Directions:
A - Please print the part of the Kevin Barry article from "The book involves" up to and including "to New York.".
B - In the Kevin Barry article, what was the value of the cheque that came with the Goldsmiths Prize?

[Passage provided]

Entertainment

Kevin Barry: If the novel lacks innovation it's finished

His second novel, based on the true story of John Lennon's purchase of a tiny island in Clew Bay in the 1960s, has just won Irish writer Kevin Barry a major prize for literary innovation. He spoke to Jane Hardy

Sligo-based Irish novelist Kevin Barry Picture by Martina Kenji
Sligo-based Irish novelist Kevin Barry Picture by Martina Kenji Sligo-based Irish novelist Kevin Barry Picture by Martina Kenji

LAST week Irish novelist Kevin Barry received the Goldsmiths Prize and pocketed the cheque for £10,000 that came with it. It's awarded annually to a novel that breaks the mould and extends the possibilities of fiction; Barry's second novel, Beatlebone, fits the citation like a biker's glove.

The book involves a kind of fantasy road trip with John Lennon who travels to Dorinish Island, a getaway he bought in1967 off the west of Ireland, and on the way the star confronts some demons and tries to work out his identity. It mixes Lennon facts with imagined encounters and characters and has been described as a "hatching hawk's egg in a Christmas cracker".

On receiving the prize in London, Barry said: "It's a really cool prize because it rewards innovation. And if the novel lacks innovation it's finished." (Only he didn't just say finished – Barry (46) uses swear words effectively in life as in his fiction.)

As the writer has instantly become super-busy, our interview was conducted by email, with answers beamed back from a plane taking him to New York.

[/Passage provided]
[Dataset extract]

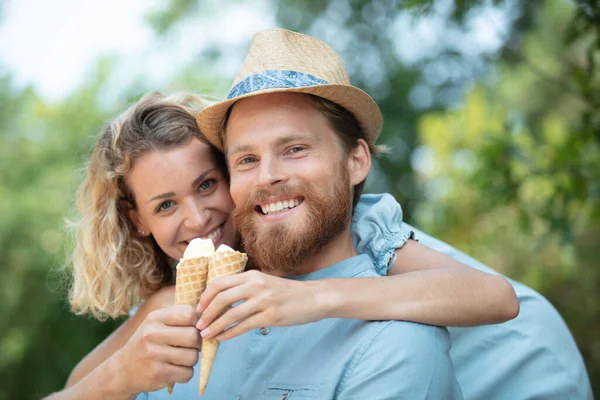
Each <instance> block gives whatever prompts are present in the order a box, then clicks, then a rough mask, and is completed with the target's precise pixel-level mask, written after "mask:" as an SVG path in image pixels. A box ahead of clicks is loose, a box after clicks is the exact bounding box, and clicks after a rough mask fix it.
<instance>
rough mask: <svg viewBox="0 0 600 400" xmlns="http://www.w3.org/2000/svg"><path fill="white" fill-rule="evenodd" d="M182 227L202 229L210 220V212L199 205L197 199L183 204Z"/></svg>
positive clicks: (209, 211)
mask: <svg viewBox="0 0 600 400" xmlns="http://www.w3.org/2000/svg"><path fill="white" fill-rule="evenodd" d="M184 212H185V215H184V221H183V223H184V225H185V227H186V228H192V229H199V228H200V229H201V228H204V227H205V226H206V225H207V224H208V222H209V220H210V211H209V210H208V209H207V208H206V207H203V206H202V204H199V202H198V201H197V199H189V200H187V201H186V204H185V211H184Z"/></svg>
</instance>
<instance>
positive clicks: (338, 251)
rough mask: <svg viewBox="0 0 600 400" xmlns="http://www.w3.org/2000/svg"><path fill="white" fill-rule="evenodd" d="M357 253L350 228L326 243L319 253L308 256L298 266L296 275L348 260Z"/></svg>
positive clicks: (323, 268)
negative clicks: (301, 262) (307, 256)
mask: <svg viewBox="0 0 600 400" xmlns="http://www.w3.org/2000/svg"><path fill="white" fill-rule="evenodd" d="M355 255H356V249H355V248H354V242H353V241H352V233H351V231H350V228H349V227H348V229H346V230H345V231H344V232H342V233H341V234H340V235H339V236H338V237H337V238H335V239H333V240H332V241H331V242H329V243H328V244H326V245H325V246H324V247H323V248H322V249H321V250H319V252H318V253H317V254H315V255H314V256H312V257H309V258H307V259H306V260H304V261H303V262H302V263H301V264H300V265H299V266H298V270H297V271H298V272H297V273H296V274H295V275H304V274H308V273H311V272H315V271H318V270H321V269H324V268H327V267H330V266H332V265H334V264H337V263H339V262H342V261H344V260H347V259H348V258H351V257H354V256H355Z"/></svg>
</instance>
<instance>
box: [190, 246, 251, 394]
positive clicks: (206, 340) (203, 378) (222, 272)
mask: <svg viewBox="0 0 600 400" xmlns="http://www.w3.org/2000/svg"><path fill="white" fill-rule="evenodd" d="M247 261H248V256H247V255H246V254H245V253H240V252H239V251H224V252H216V253H215V254H213V256H212V257H211V259H210V264H209V266H208V284H209V285H210V283H211V282H212V281H213V280H215V279H216V278H218V277H220V276H226V275H234V274H239V273H240V272H242V271H243V270H244V268H245V267H246V262H247ZM217 350H219V341H218V340H217V339H215V338H210V339H202V352H201V357H202V362H201V363H200V396H204V390H205V389H206V385H207V384H208V378H209V376H210V371H211V370H212V366H213V364H214V362H215V357H216V356H217Z"/></svg>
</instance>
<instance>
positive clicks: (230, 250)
mask: <svg viewBox="0 0 600 400" xmlns="http://www.w3.org/2000/svg"><path fill="white" fill-rule="evenodd" d="M217 251H218V252H219V253H221V252H224V251H235V250H233V249H232V248H231V247H229V246H227V245H226V244H222V245H220V246H219V248H218V249H217Z"/></svg>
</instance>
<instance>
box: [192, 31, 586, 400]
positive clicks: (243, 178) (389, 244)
mask: <svg viewBox="0 0 600 400" xmlns="http://www.w3.org/2000/svg"><path fill="white" fill-rule="evenodd" d="M313 43H314V42H313V41H312V39H310V38H307V37H306V36H303V35H298V34H295V33H293V32H289V31H284V30H273V31H267V32H262V33H259V34H257V35H256V36H255V38H254V41H253V45H252V47H251V49H250V52H249V55H248V57H247V59H246V61H245V64H244V66H243V67H242V70H241V71H240V73H239V74H238V76H237V78H236V80H235V81H234V85H233V86H232V89H231V91H230V95H229V98H230V99H229V100H228V101H224V102H222V103H218V104H216V105H215V106H213V107H209V108H208V109H206V110H204V111H203V112H201V113H200V115H199V116H198V123H199V126H200V129H201V131H202V132H203V133H204V134H205V135H207V137H208V138H209V140H211V142H212V143H213V144H215V145H216V146H217V147H219V148H221V149H225V151H226V155H227V157H228V161H229V164H230V167H231V170H232V177H231V178H232V182H231V183H232V185H231V191H232V195H233V197H234V200H235V202H236V203H237V204H238V206H239V207H240V208H239V209H238V212H237V217H238V221H239V223H240V227H241V230H242V234H243V235H244V236H245V237H246V239H247V241H246V247H247V250H248V252H249V253H250V254H251V256H254V257H257V259H259V260H260V259H264V262H265V265H278V264H277V262H279V263H280V264H281V265H282V266H283V269H284V271H287V272H284V273H282V274H288V275H289V274H293V273H295V272H299V271H297V270H294V268H293V266H294V263H293V261H294V257H295V255H294V253H296V252H300V253H303V254H304V250H302V251H301V250H300V248H296V247H294V248H288V247H284V242H285V240H287V239H289V235H290V233H289V232H292V231H287V230H283V229H280V227H279V226H278V224H283V223H285V222H286V221H288V222H289V223H291V224H292V225H297V226H298V229H299V230H300V229H301V228H304V229H308V227H310V224H308V222H306V221H305V220H303V219H301V218H298V217H299V215H298V214H301V215H304V214H302V213H304V212H306V208H308V207H311V206H312V205H313V204H315V203H319V202H320V201H322V198H321V197H316V196H317V195H318V194H319V191H318V190H317V188H315V187H314V185H313V186H306V187H303V193H313V192H314V194H315V196H312V195H311V196H307V197H306V198H308V199H309V200H310V201H306V202H304V200H305V198H304V197H303V196H299V195H298V193H297V192H295V191H293V192H291V193H288V192H286V191H282V192H277V191H275V192H274V191H273V190H271V191H269V190H268V189H267V188H268V187H269V184H271V185H273V186H277V185H280V184H281V185H282V186H286V184H287V182H288V180H289V179H291V178H290V177H289V176H288V175H287V173H286V172H285V171H288V169H287V165H288V164H287V163H290V164H291V165H295V163H297V165H298V169H300V168H302V169H304V168H314V169H317V170H320V171H321V174H316V173H315V175H308V172H307V173H306V174H307V175H306V176H304V178H305V179H304V181H308V182H310V181H311V180H314V182H319V184H322V185H326V182H327V179H325V178H324V177H325V176H327V174H328V173H330V172H331V171H332V170H335V169H334V168H333V167H334V165H327V166H326V165H316V164H315V165H310V166H309V167H306V165H305V164H304V162H306V160H305V158H306V157H308V158H310V157H314V154H315V151H316V150H314V148H313V147H311V146H312V143H310V144H307V142H304V141H302V140H299V141H298V139H301V138H299V137H295V136H297V135H296V133H297V132H295V131H293V130H292V131H288V132H287V138H286V136H285V134H284V133H286V132H280V133H281V135H282V137H277V138H276V137H273V138H271V137H270V136H269V135H274V133H273V130H275V131H277V130H276V129H275V128H277V127H279V128H280V129H282V130H284V129H283V127H284V126H285V125H284V123H283V122H284V120H283V119H281V120H280V119H278V118H279V117H274V116H273V115H275V114H276V113H274V110H279V111H278V112H279V115H280V116H281V115H284V114H285V113H286V112H288V113H291V114H293V113H295V112H298V107H303V106H302V105H301V104H302V103H303V102H304V106H307V104H305V103H306V102H308V103H312V105H313V106H314V105H315V104H316V105H317V107H320V106H322V107H321V109H327V108H328V107H326V106H323V102H320V101H317V100H314V98H312V97H307V98H304V100H300V99H299V97H298V96H299V95H298V94H294V95H290V94H289V93H288V94H285V95H282V94H274V93H278V92H293V93H309V94H311V95H316V96H320V97H322V98H325V99H328V100H329V101H331V102H333V103H335V104H337V105H341V106H342V107H343V108H344V109H346V110H347V111H348V112H349V114H351V115H352V116H353V117H356V118H357V119H358V121H359V123H360V125H361V127H362V128H363V130H364V134H365V138H366V141H367V143H368V144H369V147H370V148H371V149H372V150H376V147H375V145H374V139H375V138H376V136H377V134H378V132H379V130H380V129H381V124H382V121H381V116H380V114H379V112H378V109H377V108H376V107H377V106H376V105H375V104H374V103H372V102H370V101H363V100H364V98H363V97H361V96H360V95H359V94H358V93H357V92H355V91H354V90H348V91H344V90H341V89H340V88H346V87H347V85H349V83H348V82H347V76H345V71H341V70H337V69H335V67H334V66H336V65H337V63H338V62H339V60H338V59H337V55H336V56H331V55H330V49H329V48H328V47H326V46H325V45H314V46H313V45H312V44H313ZM265 52H267V53H268V56H265V54H264V53H265ZM265 93H267V94H265ZM269 93H270V94H269ZM259 94H261V96H258V95H259ZM246 98H249V99H248V100H244V99H246ZM300 98H302V96H300ZM234 104H235V106H233V105H234ZM232 106H233V108H231V107H232ZM269 110H270V111H273V112H268V111H269ZM299 115H300V114H299ZM302 115H303V117H304V118H316V119H318V118H319V116H318V115H317V114H315V115H308V114H302ZM349 118H352V117H349ZM338 121H339V119H338ZM223 128H225V129H223ZM251 138H252V139H253V141H252V143H250V142H249V141H250V139H251ZM269 139H272V140H269ZM294 139H295V140H294ZM261 140H264V141H265V143H258V144H257V143H256V142H260V141H261ZM271 141H272V142H273V143H278V144H279V145H280V147H278V148H277V149H279V151H280V153H277V152H276V151H275V147H273V148H271V147H269V144H272V143H271ZM284 150H285V151H289V153H285V152H284ZM316 152H317V153H318V151H316ZM330 157H331V158H332V159H335V157H334V154H331V155H330ZM278 160H279V161H278ZM350 160H352V159H351V158H350ZM300 165H302V167H300ZM290 168H291V169H292V170H293V169H294V167H290ZM348 168H349V170H350V169H351V166H349V167H348ZM298 174H300V175H302V171H295V175H298ZM321 178H323V179H325V180H323V181H321ZM330 178H332V177H330ZM342 178H344V177H343V176H341V177H340V179H339V181H338V183H339V182H342V183H343V184H345V183H346V181H345V180H344V179H345V178H344V179H342ZM334 181H335V179H334ZM253 185H254V186H253ZM319 187H321V188H325V186H319ZM357 189H358V188H357V187H356V186H355V187H354V194H355V195H356V193H358V192H359V190H357ZM335 190H337V188H335V187H333V186H332V187H331V193H330V194H333V193H335ZM273 193H275V194H273ZM288 195H289V196H291V197H292V200H293V202H294V203H293V204H295V203H296V202H299V203H300V206H298V207H296V209H294V210H291V211H285V212H283V213H282V214H281V215H279V214H273V215H271V214H270V213H266V215H261V214H260V213H259V212H260V211H263V214H265V213H264V210H265V208H264V207H265V204H264V203H265V202H268V201H269V200H268V199H269V196H276V197H277V196H279V197H287V196H288ZM374 201H379V202H382V203H385V204H384V205H385V207H383V209H385V211H386V212H385V215H374V216H370V218H371V219H373V220H379V221H381V220H382V219H383V218H387V219H392V218H394V214H397V213H399V212H400V210H399V209H398V206H397V204H396V203H395V201H393V199H392V198H391V196H387V197H386V196H383V197H376V198H374ZM338 206H343V204H337V205H333V204H328V209H329V210H332V209H337V207H338ZM302 207H303V208H304V209H302ZM377 210H379V211H378V212H380V213H381V210H382V207H378V208H377ZM294 212H297V214H293V213H294ZM364 212H365V211H364V210H356V213H355V215H354V217H355V218H358V217H364V214H361V213H364ZM366 212H372V211H366ZM313 215H314V213H313ZM296 218H298V219H296ZM288 219H289V220H288ZM363 219H364V218H363ZM263 224H264V226H262V225H263ZM305 225H308V226H305ZM405 226H407V225H405ZM407 227H408V228H409V229H411V230H412V231H413V232H415V233H416V238H417V239H418V240H419V241H420V242H421V243H422V244H425V245H426V246H429V247H431V248H433V249H435V250H438V251H440V252H442V253H445V254H447V255H449V256H451V257H453V258H455V259H457V260H459V261H461V262H463V263H465V264H467V265H470V266H471V267H474V268H477V269H480V270H483V271H486V272H490V273H495V271H493V270H491V269H490V268H488V267H486V266H484V265H482V264H481V263H479V262H477V261H476V260H474V259H472V258H470V257H468V256H466V255H464V254H462V253H460V252H458V251H457V250H456V249H453V248H452V247H450V246H448V245H447V244H445V243H442V242H440V241H437V240H436V239H434V238H431V237H429V236H427V235H425V234H424V233H422V232H419V231H417V230H416V229H414V228H412V227H410V226H407ZM290 229H291V228H290ZM328 229H329V228H328ZM294 232H295V231H294ZM314 234H315V235H316V234H317V232H314ZM403 234H404V233H402V234H400V235H403ZM386 239H387V240H386V241H385V244H382V243H378V245H377V246H375V245H370V244H369V243H364V242H362V244H361V252H365V253H367V254H370V255H371V258H372V259H377V258H378V257H380V256H381V254H391V253H392V252H393V250H394V249H396V248H397V247H401V244H402V243H403V240H404V239H405V238H398V243H395V242H394V240H390V238H386ZM263 241H267V242H268V243H271V245H269V246H264V245H262V246H261V244H260V243H264V242H263ZM312 245H313V246H315V248H318V249H321V247H320V246H316V245H315V244H314V243H313V244H312ZM308 247H309V246H308ZM276 248H284V249H286V252H283V254H277V255H275V254H272V251H273V250H274V249H276ZM326 248H327V246H326ZM303 249H304V248H303ZM374 249H377V253H375V250H374ZM305 250H306V254H308V255H309V257H310V255H311V252H310V251H308V250H310V249H305ZM287 251H289V252H290V254H289V255H288V253H287ZM400 251H401V250H400ZM325 253H327V252H325ZM273 262H275V263H273ZM312 262H314V265H319V266H321V267H323V266H325V265H327V262H325V263H320V264H319V263H318V262H319V260H318V259H312ZM306 265H308V264H306ZM326 270H327V269H325V270H324V271H326ZM272 272H277V271H272ZM280 272H281V271H280ZM302 272H306V271H302ZM319 272H320V271H317V274H319ZM318 276H320V277H322V275H318ZM511 283H512V285H513V287H514V289H515V291H516V293H517V295H518V298H519V301H520V307H521V311H520V315H519V316H518V317H517V318H515V319H514V320H512V321H509V322H506V323H504V324H500V325H488V326H481V327H474V328H450V329H449V331H450V335H451V339H452V343H453V345H452V350H451V353H450V354H451V357H452V360H453V362H454V367H455V371H456V376H457V380H458V382H459V383H460V385H461V387H462V390H463V393H464V395H465V398H468V399H521V398H544V399H566V398H568V399H591V398H592V393H591V388H590V383H589V378H588V377H587V373H586V370H585V366H584V364H583V360H582V357H581V355H580V353H579V351H578V349H577V346H576V344H575V342H574V340H573V338H572V336H571V334H570V333H569V330H568V328H567V327H566V325H565V324H564V321H563V320H562V318H561V317H560V315H559V314H558V312H557V311H556V310H555V309H554V308H553V307H552V305H551V304H550V303H548V301H547V300H546V299H544V298H543V296H541V295H540V294H539V293H537V292H535V291H533V290H531V289H530V288H528V287H526V286H525V285H522V284H520V283H518V282H514V281H512V282H511ZM317 397H318V396H317ZM365 398H372V397H371V396H368V395H365Z"/></svg>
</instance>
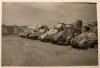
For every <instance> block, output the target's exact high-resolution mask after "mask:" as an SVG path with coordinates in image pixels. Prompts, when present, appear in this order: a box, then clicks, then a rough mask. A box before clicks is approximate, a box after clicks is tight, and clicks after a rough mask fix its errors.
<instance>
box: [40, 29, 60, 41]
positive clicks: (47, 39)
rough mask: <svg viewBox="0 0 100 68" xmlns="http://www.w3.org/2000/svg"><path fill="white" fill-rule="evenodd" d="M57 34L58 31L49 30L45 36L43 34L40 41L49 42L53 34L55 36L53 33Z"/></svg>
mask: <svg viewBox="0 0 100 68" xmlns="http://www.w3.org/2000/svg"><path fill="white" fill-rule="evenodd" d="M57 32H58V30H57V29H52V28H51V29H49V31H47V32H46V33H45V34H43V35H42V39H41V40H42V41H45V42H48V41H49V40H50V37H51V36H52V35H53V34H55V33H57Z"/></svg>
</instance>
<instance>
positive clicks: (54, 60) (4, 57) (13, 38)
mask: <svg viewBox="0 0 100 68" xmlns="http://www.w3.org/2000/svg"><path fill="white" fill-rule="evenodd" d="M2 65H3V66H83V65H86V66H88V65H89V66H93V65H98V52H97V49H95V48H92V49H91V48H89V49H88V50H79V49H74V48H71V46H62V45H56V44H52V43H49V42H46V43H45V42H41V41H39V40H31V39H26V38H21V37H18V36H3V37H2Z"/></svg>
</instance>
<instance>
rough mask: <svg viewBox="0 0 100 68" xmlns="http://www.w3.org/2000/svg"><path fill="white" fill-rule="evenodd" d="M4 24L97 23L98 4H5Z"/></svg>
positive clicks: (54, 2) (9, 24)
mask: <svg viewBox="0 0 100 68" xmlns="http://www.w3.org/2000/svg"><path fill="white" fill-rule="evenodd" d="M2 13H3V15H2V22H3V24H6V25H41V24H45V25H49V26H53V25H55V24H57V23H58V22H64V23H73V22H75V21H76V20H77V19H80V20H82V21H83V23H87V22H94V21H97V14H96V4H89V3H68V2H26V3H25V2H4V3H3V4H2Z"/></svg>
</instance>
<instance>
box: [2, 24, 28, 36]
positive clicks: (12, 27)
mask: <svg viewBox="0 0 100 68" xmlns="http://www.w3.org/2000/svg"><path fill="white" fill-rule="evenodd" d="M26 28H27V26H17V25H9V26H8V25H5V24H3V25H2V35H16V34H18V33H20V32H23V31H24V30H25V29H26Z"/></svg>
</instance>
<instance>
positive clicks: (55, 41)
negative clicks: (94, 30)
mask: <svg viewBox="0 0 100 68" xmlns="http://www.w3.org/2000/svg"><path fill="white" fill-rule="evenodd" d="M77 22H78V23H77V24H81V28H82V22H79V21H77ZM77 24H75V26H77V27H80V26H78V25H77ZM66 25H69V26H66V27H64V28H63V30H61V31H59V32H58V33H57V34H55V35H53V36H52V39H51V42H52V43H56V44H69V42H70V39H71V38H73V37H74V36H76V35H78V34H80V33H81V29H78V28H75V27H74V26H73V24H66Z"/></svg>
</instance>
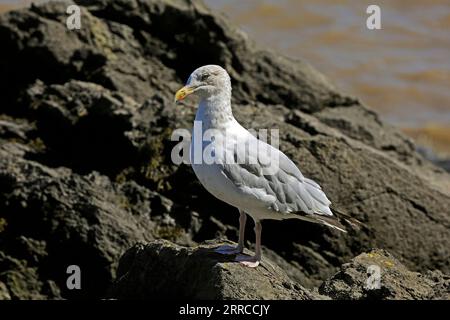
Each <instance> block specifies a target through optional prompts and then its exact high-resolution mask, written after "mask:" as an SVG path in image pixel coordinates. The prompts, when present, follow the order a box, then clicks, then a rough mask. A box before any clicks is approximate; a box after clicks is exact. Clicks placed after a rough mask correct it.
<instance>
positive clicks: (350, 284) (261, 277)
mask: <svg viewBox="0 0 450 320" xmlns="http://www.w3.org/2000/svg"><path fill="white" fill-rule="evenodd" d="M223 244H224V243H223V242H220V241H213V242H208V243H205V244H202V245H200V246H198V247H195V248H186V247H182V246H178V245H176V244H173V243H171V242H169V241H164V240H158V241H154V242H151V243H147V244H145V243H139V244H136V245H135V246H134V247H132V248H131V249H129V250H128V251H127V252H126V253H125V254H124V255H123V256H122V258H121V259H120V262H119V268H118V271H117V279H116V281H115V282H114V284H113V286H112V287H111V289H110V293H109V296H110V298H116V299H174V298H181V299H194V300H195V299H200V300H206V299H245V300H253V299H254V300H263V299H284V300H291V299H296V300H311V299H316V300H324V299H327V300H328V299H336V300H368V299H371V300H384V299H401V300H412V299H449V298H450V277H449V276H445V275H443V274H442V273H441V272H439V271H435V272H428V273H426V274H424V275H422V274H420V273H417V272H411V271H409V270H408V269H407V268H406V267H405V266H404V265H402V264H401V263H400V262H399V261H398V260H397V259H395V258H394V257H393V256H392V255H391V254H390V253H388V252H387V251H385V250H372V251H370V252H369V253H362V254H360V255H359V256H357V257H355V258H354V259H352V260H351V261H350V262H349V263H346V264H344V265H343V266H342V267H341V270H340V271H339V272H338V273H336V274H335V275H333V276H332V277H330V278H329V279H327V280H326V281H325V282H324V283H323V284H322V285H321V287H320V289H319V292H320V293H319V292H318V291H317V289H313V290H311V289H307V288H304V287H302V286H301V285H299V284H298V283H295V282H293V281H292V280H291V279H290V278H289V277H288V276H287V274H286V273H285V272H284V271H283V270H282V269H280V267H278V266H277V265H276V264H275V263H274V262H272V261H271V260H270V259H266V258H264V259H263V260H262V262H261V265H260V266H259V267H258V268H254V269H252V268H248V267H244V266H242V265H241V264H239V263H237V262H234V258H235V256H234V255H230V256H224V255H221V254H218V253H216V252H215V251H214V249H215V248H217V247H219V246H220V245H223ZM227 244H228V245H236V244H235V243H229V242H228V243H227ZM246 254H251V253H250V252H246ZM371 267H372V269H370V268H371ZM373 267H376V268H378V271H377V272H378V274H371V273H370V270H374V269H373ZM377 275H379V282H376V281H377V279H376V278H373V279H372V278H371V277H376V276H377Z"/></svg>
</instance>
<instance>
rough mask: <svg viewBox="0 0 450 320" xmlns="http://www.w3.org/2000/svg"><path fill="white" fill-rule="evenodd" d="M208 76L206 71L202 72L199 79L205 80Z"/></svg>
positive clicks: (207, 78)
mask: <svg viewBox="0 0 450 320" xmlns="http://www.w3.org/2000/svg"><path fill="white" fill-rule="evenodd" d="M208 78H209V74H208V73H204V74H202V75H201V77H200V81H202V82H203V81H206V80H208Z"/></svg>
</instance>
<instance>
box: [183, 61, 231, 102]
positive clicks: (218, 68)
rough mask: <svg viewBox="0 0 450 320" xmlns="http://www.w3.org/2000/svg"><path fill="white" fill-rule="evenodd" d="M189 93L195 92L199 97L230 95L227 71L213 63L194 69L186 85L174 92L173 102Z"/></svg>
mask: <svg viewBox="0 0 450 320" xmlns="http://www.w3.org/2000/svg"><path fill="white" fill-rule="evenodd" d="M190 94H195V95H196V96H198V97H200V98H201V99H204V98H209V97H211V96H215V95H227V96H231V80H230V76H229V75H228V72H227V71H226V70H225V69H224V68H222V67H220V66H217V65H213V64H211V65H207V66H203V67H200V68H198V69H195V70H194V72H192V73H191V75H190V76H189V79H188V81H187V82H186V85H185V86H184V87H183V88H181V89H180V90H178V91H177V93H176V94H175V102H178V101H181V100H183V99H184V98H186V97H187V96H188V95H190Z"/></svg>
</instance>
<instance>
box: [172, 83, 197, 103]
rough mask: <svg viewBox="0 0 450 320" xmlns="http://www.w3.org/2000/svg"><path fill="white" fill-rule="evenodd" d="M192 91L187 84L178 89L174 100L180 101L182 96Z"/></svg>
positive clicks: (191, 91)
mask: <svg viewBox="0 0 450 320" xmlns="http://www.w3.org/2000/svg"><path fill="white" fill-rule="evenodd" d="M192 92H194V88H192V87H189V86H184V87H183V88H181V89H180V90H178V91H177V93H175V102H178V101H181V100H183V99H184V98H186V97H187V96H188V95H190V94H191V93H192Z"/></svg>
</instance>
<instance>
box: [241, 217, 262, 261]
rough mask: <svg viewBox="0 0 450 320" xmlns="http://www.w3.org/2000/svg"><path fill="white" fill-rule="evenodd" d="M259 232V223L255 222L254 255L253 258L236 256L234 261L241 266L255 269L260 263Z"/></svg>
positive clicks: (260, 245) (260, 250)
mask: <svg viewBox="0 0 450 320" xmlns="http://www.w3.org/2000/svg"><path fill="white" fill-rule="evenodd" d="M261 231H262V226H261V222H260V221H255V235H256V243H255V255H254V256H253V257H249V256H246V255H242V254H241V255H238V256H237V257H236V261H239V262H240V263H242V264H243V265H245V266H247V267H250V268H256V267H257V266H258V265H259V262H260V261H261Z"/></svg>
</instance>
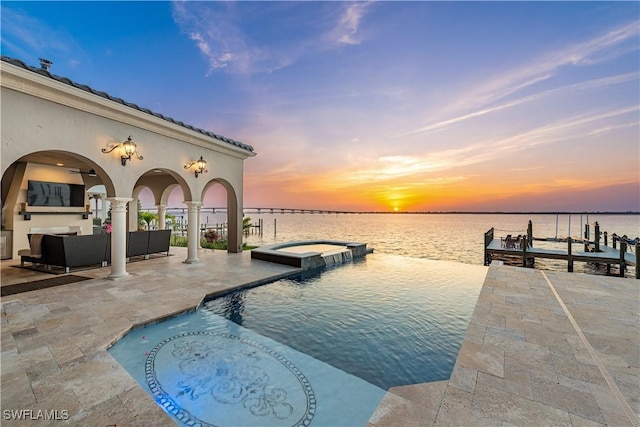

[/Dataset extract]

Responses for each task:
A -
The book involves a kind of fantasy road trip with John Lennon who travels to Dorinish Island, a getaway he bought in1967 off the west of Ireland, and on the way the star confronts some demons and tries to work out his identity. It mixes Lennon facts with imagined encounters and characters and has been described as a "hatching hawk's egg in a Christmas cracker".

On receiving the prize in London, Barry said: "It's a really cool prize because it rewards innovation. And if the novel lacks innovation it's finished." (Only he didn't just say finished – Barry (46) uses swear words effectively in life as in his fiction.)

As the writer has instantly become super-busy, our interview was conducted by email, with answers beamed back from a plane taking him to New York.

B - £10,000